As an East African refugee who’s been in the U.S. since 1984, Meymuna Hussein-Cattan knows how difficult it can be to transition to a new country. In 2010, she founded a nonprofit organization with her mother called the Tiyya Foundation, which supports refugee, immigrant, and displaced indigenous communities. A decade later, in 2020, Hussein-Cattan opened Flavors From Afar. The restaurant features refugee chefs and their cuisine from around the globe. She’s met most of the spotlighted chefs through her work with her nonprofit, and 40% of profits from Flavors From Afar are reinvested in Tiyya Foundation programming.
7. The Musket Room
Camari Mick & Mary Attea | New York, New York
What To Know: The Musket Room’s entire leadership team is women, including two James Beard-nominated chefs.
Named one of the 50 best restaurants in the country by The New York Times in 2022, The Musket Room is no stranger to national attention. The restaurant opened in 2013 and within four months had received a Michelin star. Owner Jennifer Vitagliano restructured the ownership and management team in 2020, hiring Executive Chef Mary Attea and Executive Pastry Chef Camari Mick. The all-women leadership team played a pivotal role in helping the concept maintain their Michelin star throughout the pandemic, and both Attea and Mick were nominated as semi-finalists for the 2022 and 2023 James Beard Awards.
8. Atelier Crenn
Dominique Crenn | San Francisco, California
What To Know: Atelier Crenn is the only restaurant led by a female chef to earn three Michelin stars.

=== Data section ===

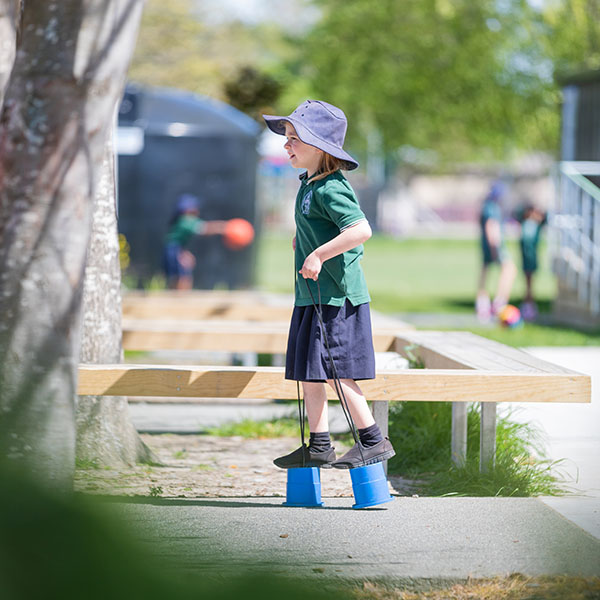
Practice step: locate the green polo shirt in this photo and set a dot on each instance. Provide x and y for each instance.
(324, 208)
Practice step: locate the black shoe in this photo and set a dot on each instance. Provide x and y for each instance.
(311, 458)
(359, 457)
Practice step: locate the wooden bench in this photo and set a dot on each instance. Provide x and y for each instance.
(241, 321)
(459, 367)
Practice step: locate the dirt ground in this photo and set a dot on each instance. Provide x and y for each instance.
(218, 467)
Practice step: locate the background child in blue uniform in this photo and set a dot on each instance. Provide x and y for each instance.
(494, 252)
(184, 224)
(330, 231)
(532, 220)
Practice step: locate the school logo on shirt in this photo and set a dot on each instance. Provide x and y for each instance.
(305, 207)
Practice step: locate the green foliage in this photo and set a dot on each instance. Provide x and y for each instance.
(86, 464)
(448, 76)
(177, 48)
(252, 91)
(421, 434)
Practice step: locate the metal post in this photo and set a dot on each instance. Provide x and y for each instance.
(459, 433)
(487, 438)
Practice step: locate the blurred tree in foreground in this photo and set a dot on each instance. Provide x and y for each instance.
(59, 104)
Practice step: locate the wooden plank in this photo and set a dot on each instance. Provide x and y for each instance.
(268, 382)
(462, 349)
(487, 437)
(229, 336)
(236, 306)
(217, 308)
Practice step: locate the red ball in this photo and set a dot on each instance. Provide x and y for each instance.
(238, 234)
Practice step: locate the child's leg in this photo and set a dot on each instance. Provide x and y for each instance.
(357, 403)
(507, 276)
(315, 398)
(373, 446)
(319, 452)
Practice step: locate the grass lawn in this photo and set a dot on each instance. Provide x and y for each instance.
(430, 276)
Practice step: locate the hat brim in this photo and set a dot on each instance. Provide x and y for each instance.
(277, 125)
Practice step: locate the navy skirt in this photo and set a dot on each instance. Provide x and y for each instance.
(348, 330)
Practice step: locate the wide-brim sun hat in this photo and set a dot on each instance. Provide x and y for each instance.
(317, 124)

==

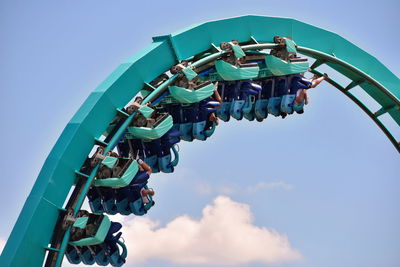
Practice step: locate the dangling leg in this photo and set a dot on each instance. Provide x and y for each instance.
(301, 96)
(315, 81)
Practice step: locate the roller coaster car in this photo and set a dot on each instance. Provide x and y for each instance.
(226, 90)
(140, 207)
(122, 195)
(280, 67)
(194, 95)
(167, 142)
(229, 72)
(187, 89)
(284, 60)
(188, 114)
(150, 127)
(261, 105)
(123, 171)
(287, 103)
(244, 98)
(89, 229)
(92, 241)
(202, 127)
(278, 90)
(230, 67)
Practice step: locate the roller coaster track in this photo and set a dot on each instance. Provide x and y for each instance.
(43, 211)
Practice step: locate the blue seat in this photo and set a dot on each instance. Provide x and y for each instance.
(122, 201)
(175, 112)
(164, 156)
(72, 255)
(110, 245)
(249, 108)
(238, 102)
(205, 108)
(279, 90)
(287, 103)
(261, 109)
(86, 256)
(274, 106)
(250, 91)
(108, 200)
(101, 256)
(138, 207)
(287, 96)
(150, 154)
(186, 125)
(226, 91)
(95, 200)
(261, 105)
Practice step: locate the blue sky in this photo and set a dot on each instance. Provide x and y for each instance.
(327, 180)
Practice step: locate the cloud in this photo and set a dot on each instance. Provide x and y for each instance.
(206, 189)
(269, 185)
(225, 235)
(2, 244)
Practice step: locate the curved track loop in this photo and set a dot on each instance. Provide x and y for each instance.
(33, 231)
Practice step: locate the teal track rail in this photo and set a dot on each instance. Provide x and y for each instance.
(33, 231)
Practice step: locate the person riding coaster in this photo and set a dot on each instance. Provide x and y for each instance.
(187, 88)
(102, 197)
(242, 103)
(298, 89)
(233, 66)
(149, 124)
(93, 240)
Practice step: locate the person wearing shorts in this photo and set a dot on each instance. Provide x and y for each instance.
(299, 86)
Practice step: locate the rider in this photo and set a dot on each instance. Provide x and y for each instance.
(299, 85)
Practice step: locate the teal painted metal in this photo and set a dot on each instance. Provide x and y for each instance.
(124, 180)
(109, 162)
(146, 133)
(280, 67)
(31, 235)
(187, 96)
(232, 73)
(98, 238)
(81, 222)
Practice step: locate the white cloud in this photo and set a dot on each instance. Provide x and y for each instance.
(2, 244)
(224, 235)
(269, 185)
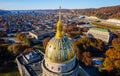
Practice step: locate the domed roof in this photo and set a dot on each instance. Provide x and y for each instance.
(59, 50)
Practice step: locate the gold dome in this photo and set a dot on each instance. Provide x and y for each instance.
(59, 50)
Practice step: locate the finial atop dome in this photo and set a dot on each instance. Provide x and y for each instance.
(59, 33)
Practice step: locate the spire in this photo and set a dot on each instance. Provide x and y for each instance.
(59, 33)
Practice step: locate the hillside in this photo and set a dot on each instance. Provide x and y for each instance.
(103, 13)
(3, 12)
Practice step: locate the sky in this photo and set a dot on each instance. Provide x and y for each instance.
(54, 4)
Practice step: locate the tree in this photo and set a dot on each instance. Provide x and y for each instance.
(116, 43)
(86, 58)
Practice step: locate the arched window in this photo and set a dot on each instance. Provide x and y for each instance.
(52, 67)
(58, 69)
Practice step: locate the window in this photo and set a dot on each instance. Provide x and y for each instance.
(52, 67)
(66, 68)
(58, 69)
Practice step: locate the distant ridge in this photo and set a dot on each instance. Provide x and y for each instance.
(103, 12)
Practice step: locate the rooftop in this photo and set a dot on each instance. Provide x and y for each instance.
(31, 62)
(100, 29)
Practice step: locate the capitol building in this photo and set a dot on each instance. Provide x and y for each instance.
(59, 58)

* * *

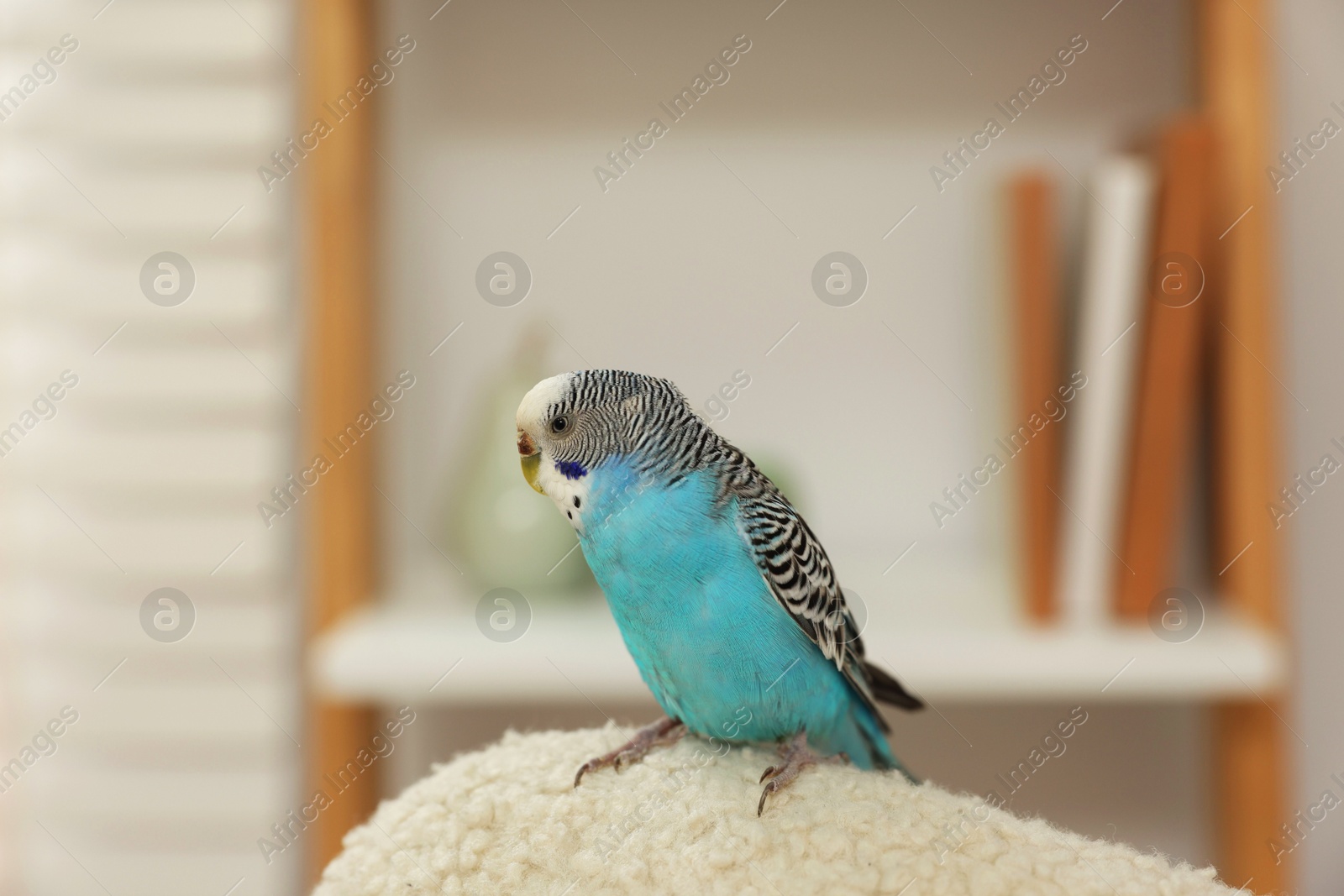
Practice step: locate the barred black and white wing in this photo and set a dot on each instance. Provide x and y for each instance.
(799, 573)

=== Problem set ===
A) In the restaurant text, why is The Musket Room called no stranger to national attention? Answer in one to three sentences.
B) Answer these questions from the restaurant text, marking each answer (i), (ii), (iii) to match.
(i) In what year did Hussein-Cattan open Flavors From Afar?
(ii) Who hired Mary Attea and Camari Mick at The Musket Room?
(iii) What distinction does the text give Atelier Crenn?
C) Rewrite the paragraph of the restaurant text that begins "As an East African refugee" as a list, keeping its main facts.
The records are separate from the restaurant text and have nothing to do with it.

=== Task responses ===
A) The text says this because The New York Times named The Musket Room one of the 50 best restaurants in the country in 2022.

B)
(i) 2020
(ii) Owner Jennifer Vitagliano
(iii) It is the only restaurant led by a female chef to earn three Michelin stars.

C)
- Meymuna Hussein-Cattan is an East African refugee who has been in the U.S. since 1984.
- In 2010, she and her mother founded the Tiyya Foundation, a nonprofit that supports refugee, immigrant, and displaced indigenous communities.
- In 2020, she opened Flavors From Afar, a restaurant that features refugee chefs and their cuisine from around the globe.
- She met most of the featured chefs through her nonprofit work.
- 40% of the restaurant's profits are reinvested in Tiyya Foundation programming.